== Task objective ==
Repeat the material exactly, every line of it.

+++ Provided records +++

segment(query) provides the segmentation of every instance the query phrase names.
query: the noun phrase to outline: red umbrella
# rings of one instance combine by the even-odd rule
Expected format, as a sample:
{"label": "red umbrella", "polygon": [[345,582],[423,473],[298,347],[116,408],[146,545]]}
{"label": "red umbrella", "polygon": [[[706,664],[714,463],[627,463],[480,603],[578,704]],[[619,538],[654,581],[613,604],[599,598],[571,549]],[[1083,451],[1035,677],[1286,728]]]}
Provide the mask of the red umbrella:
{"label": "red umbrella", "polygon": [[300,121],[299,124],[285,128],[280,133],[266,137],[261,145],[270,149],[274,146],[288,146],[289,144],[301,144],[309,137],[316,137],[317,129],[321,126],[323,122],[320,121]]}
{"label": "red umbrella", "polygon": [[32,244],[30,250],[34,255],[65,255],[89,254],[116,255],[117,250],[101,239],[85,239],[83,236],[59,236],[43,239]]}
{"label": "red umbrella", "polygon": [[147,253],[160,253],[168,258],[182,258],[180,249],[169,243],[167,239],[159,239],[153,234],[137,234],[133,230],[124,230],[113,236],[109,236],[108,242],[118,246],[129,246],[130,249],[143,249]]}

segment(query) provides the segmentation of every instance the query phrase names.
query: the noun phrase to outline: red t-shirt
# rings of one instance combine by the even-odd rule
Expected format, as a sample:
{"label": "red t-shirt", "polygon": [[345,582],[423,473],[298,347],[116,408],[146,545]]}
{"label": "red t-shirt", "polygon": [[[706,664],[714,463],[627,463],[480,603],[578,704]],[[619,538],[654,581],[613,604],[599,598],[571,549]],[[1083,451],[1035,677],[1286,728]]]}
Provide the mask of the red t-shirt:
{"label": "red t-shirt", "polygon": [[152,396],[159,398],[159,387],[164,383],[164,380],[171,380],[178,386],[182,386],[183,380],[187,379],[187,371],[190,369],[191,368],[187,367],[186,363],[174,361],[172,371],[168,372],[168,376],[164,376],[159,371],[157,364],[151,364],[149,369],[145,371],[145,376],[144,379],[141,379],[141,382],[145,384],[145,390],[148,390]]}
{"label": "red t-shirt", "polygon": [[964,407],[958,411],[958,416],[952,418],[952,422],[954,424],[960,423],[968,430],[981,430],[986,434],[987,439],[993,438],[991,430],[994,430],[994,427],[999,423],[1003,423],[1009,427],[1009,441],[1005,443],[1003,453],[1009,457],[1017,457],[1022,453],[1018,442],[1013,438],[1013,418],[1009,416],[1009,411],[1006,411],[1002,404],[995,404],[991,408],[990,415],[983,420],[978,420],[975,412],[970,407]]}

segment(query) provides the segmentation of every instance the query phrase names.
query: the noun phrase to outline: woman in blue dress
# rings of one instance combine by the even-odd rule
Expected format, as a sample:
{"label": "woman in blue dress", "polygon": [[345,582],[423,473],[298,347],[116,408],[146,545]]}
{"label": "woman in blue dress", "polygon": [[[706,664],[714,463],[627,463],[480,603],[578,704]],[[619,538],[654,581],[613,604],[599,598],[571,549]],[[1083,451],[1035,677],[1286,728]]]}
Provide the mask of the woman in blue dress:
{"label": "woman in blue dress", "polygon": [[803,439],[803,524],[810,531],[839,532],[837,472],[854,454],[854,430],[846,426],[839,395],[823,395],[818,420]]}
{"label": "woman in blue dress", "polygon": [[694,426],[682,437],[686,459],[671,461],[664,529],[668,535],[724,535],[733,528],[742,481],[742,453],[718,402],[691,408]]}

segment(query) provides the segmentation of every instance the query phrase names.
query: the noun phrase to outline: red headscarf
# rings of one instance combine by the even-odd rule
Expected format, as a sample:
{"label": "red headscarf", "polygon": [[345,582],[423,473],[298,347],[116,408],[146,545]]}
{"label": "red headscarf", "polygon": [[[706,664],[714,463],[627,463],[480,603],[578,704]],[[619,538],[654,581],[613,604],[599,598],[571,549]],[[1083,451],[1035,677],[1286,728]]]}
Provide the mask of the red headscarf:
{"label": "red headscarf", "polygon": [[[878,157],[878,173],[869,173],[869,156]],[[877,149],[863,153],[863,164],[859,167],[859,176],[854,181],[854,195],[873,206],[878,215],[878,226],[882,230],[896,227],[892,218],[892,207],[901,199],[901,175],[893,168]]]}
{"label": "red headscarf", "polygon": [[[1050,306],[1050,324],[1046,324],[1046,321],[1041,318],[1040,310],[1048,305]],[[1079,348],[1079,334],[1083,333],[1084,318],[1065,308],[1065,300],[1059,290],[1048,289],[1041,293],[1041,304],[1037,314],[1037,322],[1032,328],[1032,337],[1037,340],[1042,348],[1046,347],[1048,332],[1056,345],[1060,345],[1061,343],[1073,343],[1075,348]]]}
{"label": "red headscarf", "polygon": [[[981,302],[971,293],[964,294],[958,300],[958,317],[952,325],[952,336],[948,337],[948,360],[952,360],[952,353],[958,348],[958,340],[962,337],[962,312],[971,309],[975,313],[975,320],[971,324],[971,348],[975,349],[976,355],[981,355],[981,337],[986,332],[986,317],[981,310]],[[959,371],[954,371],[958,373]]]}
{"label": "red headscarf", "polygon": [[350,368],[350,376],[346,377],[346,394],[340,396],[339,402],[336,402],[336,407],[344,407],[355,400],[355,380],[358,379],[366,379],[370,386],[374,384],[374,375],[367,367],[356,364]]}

+++

== Result of the exercise ==
segment(query) provides the segmentation of every instance the query phrase names.
query: the noun phrase to outline: red umbrella
# rings of one instance combine by the even-odd rule
Expected format, as a sample:
{"label": "red umbrella", "polygon": [[345,582],[423,473],[298,347],[116,408],[146,545]]}
{"label": "red umbrella", "polygon": [[[706,664],[714,463],[627,463],[480,603],[578,704]],[[619,538],[654,581],[613,604],[599,598],[571,549]],[[1083,451],[1035,677],[1286,728]]]}
Provide the mask of the red umbrella:
{"label": "red umbrella", "polygon": [[300,121],[299,124],[285,128],[280,133],[266,137],[261,145],[270,149],[274,146],[288,146],[289,144],[301,144],[309,137],[316,137],[317,129],[321,126],[323,122],[320,121]]}
{"label": "red umbrella", "polygon": [[32,244],[30,250],[34,255],[65,255],[89,254],[116,255],[117,250],[101,239],[85,239],[83,236],[59,236],[43,239]]}
{"label": "red umbrella", "polygon": [[147,253],[160,253],[168,258],[182,258],[180,249],[169,243],[167,239],[159,239],[153,234],[137,234],[133,230],[124,230],[113,236],[109,236],[108,242],[118,246],[129,246],[130,249],[143,249]]}

segment(query) provides the segmentation of every instance the query phrase names.
query: the noun phrase to outline: red t-shirt
# rings of one instance combine by the even-odd rule
Expected format, as a sample:
{"label": "red t-shirt", "polygon": [[345,582],[423,473],[298,347],[116,408],[146,545]]}
{"label": "red t-shirt", "polygon": [[[706,664],[714,463],[627,463],[480,603],[578,704]],[[619,538],[654,581],[613,604],[599,598],[571,549]],[[1083,451],[1035,677],[1286,728]]]}
Provide the mask of the red t-shirt:
{"label": "red t-shirt", "polygon": [[152,396],[159,398],[159,387],[164,383],[164,380],[171,380],[178,386],[182,386],[183,380],[187,379],[187,371],[190,369],[191,368],[187,367],[186,363],[174,361],[172,371],[168,372],[168,376],[164,376],[159,371],[157,364],[151,364],[149,369],[145,371],[145,376],[144,379],[141,379],[141,382],[145,384],[145,390],[148,390]]}
{"label": "red t-shirt", "polygon": [[964,407],[958,411],[958,416],[952,418],[952,422],[954,424],[960,423],[968,430],[981,430],[986,434],[987,439],[993,438],[991,430],[994,430],[994,427],[999,423],[1003,423],[1009,427],[1009,441],[1005,443],[1003,453],[1009,457],[1017,457],[1022,453],[1018,442],[1013,438],[1013,418],[1009,416],[1009,411],[1006,411],[1002,404],[995,404],[991,408],[990,415],[983,420],[978,420],[975,412],[970,407]]}

segment(query) provides the segmentation of every instance the query phrase names.
query: the noun phrase to outline: woman in blue dress
# rings of one instance combine by the even-odd rule
Expected format, as a sample:
{"label": "woman in blue dress", "polygon": [[345,582],[423,473],[298,347],[116,408],[146,545]]}
{"label": "woman in blue dress", "polygon": [[[706,664],[714,463],[627,463],[480,603],[578,704]],[[619,538],[654,581],[613,604],[599,598],[571,549]],[[1083,451],[1035,677],[1286,728]]]}
Provide the mask of the woman in blue dress:
{"label": "woman in blue dress", "polygon": [[803,439],[803,524],[810,531],[839,532],[837,472],[854,454],[854,430],[846,426],[839,395],[823,395],[818,420]]}
{"label": "woman in blue dress", "polygon": [[694,426],[682,437],[686,459],[671,461],[664,529],[668,535],[724,535],[733,528],[742,481],[742,453],[718,402],[691,408]]}

segment(query) provides the segmentation of every instance the query phrase names.
query: the noun phrase to outline: red headscarf
# rings of one instance combine by the even-odd rule
Expected format, as a sample:
{"label": "red headscarf", "polygon": [[345,582],[423,473],[298,347],[116,408],[146,545]]}
{"label": "red headscarf", "polygon": [[[706,664],[714,463],[627,463],[480,603],[578,704]],[[619,538],[654,581],[613,604],[599,598],[571,549]],[[1083,451],[1035,677],[1286,728]]]}
Provide the mask of the red headscarf:
{"label": "red headscarf", "polygon": [[[878,157],[878,173],[869,173],[869,156]],[[877,149],[863,153],[863,164],[859,167],[859,176],[854,181],[854,195],[873,206],[878,215],[878,226],[882,230],[896,227],[892,218],[892,207],[901,199],[901,175],[893,168]]]}
{"label": "red headscarf", "polygon": [[[1050,306],[1050,324],[1046,324],[1046,321],[1041,318],[1040,310],[1048,305]],[[1079,348],[1079,334],[1083,333],[1084,318],[1065,308],[1065,300],[1059,290],[1048,289],[1041,293],[1041,304],[1037,314],[1037,322],[1032,328],[1032,337],[1037,340],[1042,348],[1046,347],[1048,332],[1056,345],[1060,345],[1061,343],[1073,343],[1075,348]]]}
{"label": "red headscarf", "polygon": [[[981,302],[971,293],[964,294],[958,300],[958,317],[952,325],[952,336],[948,337],[948,360],[952,360],[952,353],[958,348],[958,340],[962,337],[962,312],[971,309],[975,313],[975,320],[971,324],[971,348],[975,349],[976,355],[981,355],[981,337],[986,332],[986,317],[981,310]],[[959,371],[954,371],[958,373]]]}
{"label": "red headscarf", "polygon": [[350,368],[350,376],[346,377],[346,394],[340,396],[339,402],[336,402],[336,407],[344,407],[355,400],[355,380],[358,379],[366,379],[370,386],[374,384],[374,375],[367,367],[356,364]]}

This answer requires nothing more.